The Weber Siphon, shown under construction with federal money, crosses I-90 in Eastern Washington about 10 miles east of Moses Lake (view looking north). Credit: Dave Walsh/U.S. Bureau of Reclamation


Editors' note: Each day during the holidays, Crosscut will revisit two top stories from the last year in a specific category. Today's focus is Environment. This article was originally published February 15, 2012.

It's all about getting to one: The federal Bureau of Reclamation can't fund a water project for which the calculated public benefits don't at least equal the calculated costs — in other words, a benefit-cost ratio of at least 1. One can argue that a cost-benefit ratio or 1-to-1 this is a pretty low bar. Spending billions of dollars on a project that may just break even makes limited sense — unless, of course, you are one of the beneficiaries.  At best, the system privatizes benefits while it socializes costs.  In this society, that hardly makes it unique.

Naturally, project boosters squeeze the numbers any way they can to make the calculation come out one. Naturally, project opponents point to the shakiness of assumptions required to make the numbers work out right. That has been the recent — and not-so-recent — history of efforts to expand the federal Columbia Basin Project, and especially of efforts to expand it into the farmland currently irrigated from wells sunk deep into the Odessa aquifer — where farmers have been pumping their way through a deposit of "fossil" groundwater for the past half century or so.  According to the state Department of Ecology, those farmers "have seen the aquifer drop an average of 7 feet per year for decades."
##########
TO BE DONE -
Can you extract everything from "The Weber Siphon, shown" down to "February 15, 2012." in the Columbia Basin Project article? The entries come from a separate source.

Dataset excerpt:
##########
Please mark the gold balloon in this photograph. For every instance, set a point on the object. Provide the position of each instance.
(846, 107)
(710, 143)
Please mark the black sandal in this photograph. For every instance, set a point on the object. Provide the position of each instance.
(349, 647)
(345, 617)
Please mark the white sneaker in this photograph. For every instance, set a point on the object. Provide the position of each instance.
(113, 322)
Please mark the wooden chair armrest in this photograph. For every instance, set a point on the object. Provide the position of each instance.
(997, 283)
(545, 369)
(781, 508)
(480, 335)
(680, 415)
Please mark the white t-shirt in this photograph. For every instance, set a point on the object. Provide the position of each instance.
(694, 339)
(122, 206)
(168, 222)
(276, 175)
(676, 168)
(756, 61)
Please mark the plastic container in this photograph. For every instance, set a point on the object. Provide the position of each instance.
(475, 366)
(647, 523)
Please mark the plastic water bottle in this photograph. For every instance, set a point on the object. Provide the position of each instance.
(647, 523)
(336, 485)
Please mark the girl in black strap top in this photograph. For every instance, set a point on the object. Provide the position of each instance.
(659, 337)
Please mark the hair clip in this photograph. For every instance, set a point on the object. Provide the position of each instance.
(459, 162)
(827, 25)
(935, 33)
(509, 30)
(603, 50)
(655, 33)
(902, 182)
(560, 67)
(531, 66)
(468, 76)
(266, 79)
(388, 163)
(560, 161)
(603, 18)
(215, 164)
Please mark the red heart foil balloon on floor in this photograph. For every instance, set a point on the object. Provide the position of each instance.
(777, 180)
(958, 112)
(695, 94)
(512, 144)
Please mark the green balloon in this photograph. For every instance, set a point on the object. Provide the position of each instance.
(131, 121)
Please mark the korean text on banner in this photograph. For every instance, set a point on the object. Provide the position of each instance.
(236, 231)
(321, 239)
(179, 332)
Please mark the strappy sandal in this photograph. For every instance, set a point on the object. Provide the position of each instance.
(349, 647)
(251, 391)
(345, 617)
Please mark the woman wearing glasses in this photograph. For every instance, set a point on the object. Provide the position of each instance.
##########
CORRECT RESPONSE -
The Weber Siphon, shown under construction with federal money, crosses I-90 in Eastern Washington about 10 miles east of Moses Lake (view looking north). Credit: Dave Walsh/U.S. Bureau of Reclamation


Editors' note: Each day during the holidays, Crosscut will revisit two top stories from the last year in a specific category. Today's focus is Environment. This article was originally published February 15, 2012.